[DIRECTIONS]:
Repeat the records verbatim and leave the pictures out of your copy.

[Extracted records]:
_ _ _ _

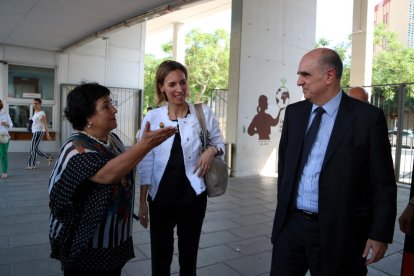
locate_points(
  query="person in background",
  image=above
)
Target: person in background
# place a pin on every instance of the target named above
(5, 124)
(92, 187)
(171, 175)
(336, 197)
(358, 93)
(39, 129)
(406, 219)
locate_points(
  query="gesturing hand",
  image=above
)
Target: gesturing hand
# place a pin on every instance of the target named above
(156, 137)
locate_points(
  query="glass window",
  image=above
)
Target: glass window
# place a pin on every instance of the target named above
(31, 82)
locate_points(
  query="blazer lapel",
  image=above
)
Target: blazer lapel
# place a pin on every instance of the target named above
(341, 125)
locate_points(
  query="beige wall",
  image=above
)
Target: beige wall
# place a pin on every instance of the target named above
(268, 39)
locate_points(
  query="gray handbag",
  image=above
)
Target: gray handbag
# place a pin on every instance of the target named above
(217, 177)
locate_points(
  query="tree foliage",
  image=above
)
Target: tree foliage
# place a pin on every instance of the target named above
(207, 62)
(393, 64)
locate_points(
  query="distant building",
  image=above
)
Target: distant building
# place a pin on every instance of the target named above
(398, 15)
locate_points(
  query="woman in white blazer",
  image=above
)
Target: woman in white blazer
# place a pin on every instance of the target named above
(171, 175)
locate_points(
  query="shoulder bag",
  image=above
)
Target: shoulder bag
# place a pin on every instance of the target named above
(217, 177)
(29, 125)
(4, 138)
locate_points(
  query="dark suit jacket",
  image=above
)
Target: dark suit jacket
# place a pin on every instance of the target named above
(357, 189)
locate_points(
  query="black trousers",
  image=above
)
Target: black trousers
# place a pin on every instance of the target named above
(189, 220)
(298, 249)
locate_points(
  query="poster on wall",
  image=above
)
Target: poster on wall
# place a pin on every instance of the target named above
(262, 123)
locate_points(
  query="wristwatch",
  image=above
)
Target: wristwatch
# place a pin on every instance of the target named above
(219, 151)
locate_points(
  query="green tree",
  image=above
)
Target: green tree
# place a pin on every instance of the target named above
(393, 63)
(207, 60)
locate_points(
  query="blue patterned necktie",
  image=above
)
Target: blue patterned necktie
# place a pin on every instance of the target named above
(310, 137)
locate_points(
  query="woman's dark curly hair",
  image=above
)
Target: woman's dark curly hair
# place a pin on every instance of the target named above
(81, 103)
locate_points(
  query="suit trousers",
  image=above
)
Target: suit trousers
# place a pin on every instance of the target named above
(298, 249)
(189, 220)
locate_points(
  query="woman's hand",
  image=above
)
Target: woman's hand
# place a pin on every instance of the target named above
(156, 137)
(204, 162)
(406, 219)
(143, 214)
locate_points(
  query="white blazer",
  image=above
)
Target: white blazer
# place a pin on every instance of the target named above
(152, 167)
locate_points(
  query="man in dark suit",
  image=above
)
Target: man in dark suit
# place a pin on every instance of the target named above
(336, 206)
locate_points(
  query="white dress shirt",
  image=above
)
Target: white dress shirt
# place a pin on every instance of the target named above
(307, 198)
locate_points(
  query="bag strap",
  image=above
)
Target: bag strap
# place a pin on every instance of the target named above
(200, 116)
(202, 120)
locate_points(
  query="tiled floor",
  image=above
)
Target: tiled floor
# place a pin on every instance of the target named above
(235, 239)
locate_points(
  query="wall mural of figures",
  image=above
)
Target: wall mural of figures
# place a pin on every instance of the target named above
(263, 122)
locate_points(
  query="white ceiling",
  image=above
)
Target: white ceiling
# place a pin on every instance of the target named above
(57, 24)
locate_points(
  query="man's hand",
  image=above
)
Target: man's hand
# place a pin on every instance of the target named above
(377, 249)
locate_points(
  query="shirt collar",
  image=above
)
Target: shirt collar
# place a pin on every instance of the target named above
(332, 106)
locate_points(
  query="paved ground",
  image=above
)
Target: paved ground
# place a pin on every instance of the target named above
(235, 239)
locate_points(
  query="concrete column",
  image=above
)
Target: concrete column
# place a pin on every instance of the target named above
(268, 39)
(178, 42)
(362, 43)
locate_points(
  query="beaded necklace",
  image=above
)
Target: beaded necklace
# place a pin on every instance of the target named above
(107, 144)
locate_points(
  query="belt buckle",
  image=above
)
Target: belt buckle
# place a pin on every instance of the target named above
(307, 214)
(310, 215)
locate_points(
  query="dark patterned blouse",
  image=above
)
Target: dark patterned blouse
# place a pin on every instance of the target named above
(90, 225)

_ _ _ _

[ANSWER TO THE PROBLEM]:
locate_points(
  query="person in background",
  image=above
)
Target: person in background
# place a pin on every instance of the target named above
(5, 124)
(92, 187)
(171, 175)
(336, 197)
(358, 93)
(39, 129)
(406, 219)
locate_points(
  query="gesturing hand",
  image=above
)
Target: gesturing hand
# place a pin on every instance of the target named above
(156, 137)
locate_points(
  query="glass window",
  image=above
)
Target: glass window
# place a pin on every instance of the target named above
(31, 82)
locate_points(
  query="blazer lapel",
  image=above
)
Target: blazer lapel
# place a pin on every instance of the target named above
(341, 125)
locate_points(
  query="beige wall",
  image=above
)
Target: beige wall
# place a pin on every instance of the target named above
(268, 39)
locate_points(
  query="gray handbag",
  image=above
)
Target: gray handbag
# place a pin on every instance of the target named above
(217, 177)
locate_points(
  query="tree foliage",
  image=above
)
Target: tree foliage
# place a pin on every instance of the target named above
(207, 62)
(393, 64)
locate_points(
  query="distant building",
  image=above
)
Target: distant building
# place a pin on every instance of the target named above
(398, 15)
locate_points(
  query="woman in white blazer",
  image=above
)
Target: woman in white blazer
# place a pin on every instance of the target named above
(171, 175)
locate_points(
  query="shoulder bag",
  image=above
)
Target: shoulder bag
# place a pin on every instance of the target named above
(217, 177)
(29, 125)
(4, 138)
locate_points(
  query="dark suit jacket",
  image=above
)
Target: dark suit jacket
# place a pin on every instance of the target named above
(357, 189)
locate_points(
  query="black trousers",
  image=above
)
Target: black trousers
# place a pin on every instance of the target named above
(189, 220)
(298, 249)
locate_points(
  query="poster on wall",
  image=above
)
Target: poster on wall
# place a pin on every instance of the target named above
(262, 123)
locate_points(
  query="wristwatch",
  image=above
)
Target: wristwatch
# place a pin on every instance of the target named above
(219, 151)
locate_points(
  query="green tree",
  image=above
)
Target: green tree
# place a pin on every instance of the target named above
(393, 63)
(207, 60)
locate_points(
  query="blue patterned necktie",
  image=above
)
Target: blue patterned necktie
# place a pin on every instance of the target named above
(310, 137)
locate_points(
  query="woman's dark curly hair",
  image=above
)
Target: woman's dark curly hair
# place a pin on every instance of the target named above
(81, 103)
locate_points(
  query="suit trousers",
  image=above
)
Target: suit trousers
# place a pin on every instance of the target named above
(298, 249)
(189, 220)
locate_points(
  query="woman's hand",
  image=above
)
Target: woman's hand
# place a pin on every instance of the target named above
(156, 137)
(204, 162)
(406, 219)
(143, 214)
locate_points(
  query="white blazer",
  image=above
)
Target: white blazer
# place a pin on every instance of the target named above
(152, 167)
locate_points(
  query="man in dark suit",
  image=above
)
Target: man in dark suit
# place a pin on every instance of the target named above
(336, 206)
locate_points(
  query="white dress shirt",
  image=above
)
Target: white dress shirt
# place a pin on every instance of the target named above
(307, 198)
locate_points(
  query="bag strap",
  image=above
)
Target: bag strap
# place a pin on every instance of the target named above
(200, 116)
(202, 120)
locate_points(
  query="tiled floor",
  image=above
)
Target: tiled floor
# place a pin on every instance of the target named above
(235, 239)
locate_points(
  query="wall mural of figures",
  image=above
)
Target: wall mural of figures
# place a pin on every instance of the target named above
(263, 122)
locate_points(
  query="white ceiling",
  image=above
)
Target: white ceiling
# place a pin on every instance of the target named above
(57, 24)
locate_points(
  query="man's hand",
  image=above
)
Target: man's hand
# place a pin on every instance of the target named above
(377, 249)
locate_points(
  query="shirt collar",
  image=above
)
Target: shirt collar
# place a pin on every instance of the target named above
(332, 106)
locate_points(
  query="paved ground",
  image=above
)
Target: paved ground
# place a pin on every instance of the target named above
(235, 239)
locate_points(
  query="concrete column",
  image=above
)
Target: concrete column
# place a pin on every instance of the target named above
(268, 39)
(178, 42)
(362, 43)
locate_points(
  query="beaded necklace",
  image=above
)
Target: beaded necklace
# place a pin on every instance of the target named above
(107, 144)
locate_points(
  query="belt buckle",
  image=above
)
Target: belt buckle
# place a pin on every instance of the target named above
(307, 214)
(310, 215)
locate_points(
  query="dark patterned blouse",
  image=above
)
Target: dark patterned blouse
# place a pin on every instance of the target named above
(90, 225)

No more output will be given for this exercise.